-- Start --

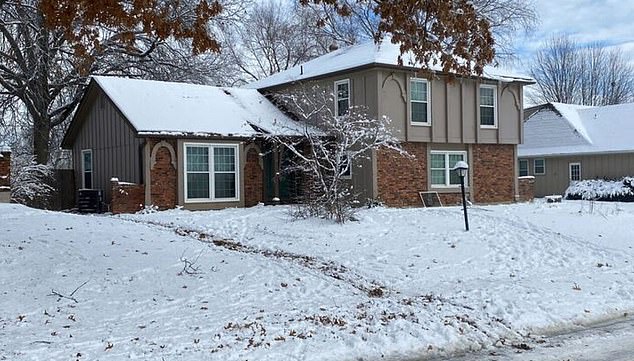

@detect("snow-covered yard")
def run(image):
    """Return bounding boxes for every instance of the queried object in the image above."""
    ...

[0,201,634,360]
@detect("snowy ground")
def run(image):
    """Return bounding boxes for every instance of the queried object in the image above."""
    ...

[0,201,634,360]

-- End --

● TASK GOAL
Give back all the material above unchanged, line for line, but leave out the pictures.

● CORRECT RESULT
@detect("snow-covered yard")
def run(image):
    """Return bounding boxes for every instance of the queried object in the image above."""
    ...

[0,201,634,360]
@detect("snowy ground")
def run(image):
    """Return bounding boxes for every instance of the queried object in the image above."""
    ...

[0,201,634,360]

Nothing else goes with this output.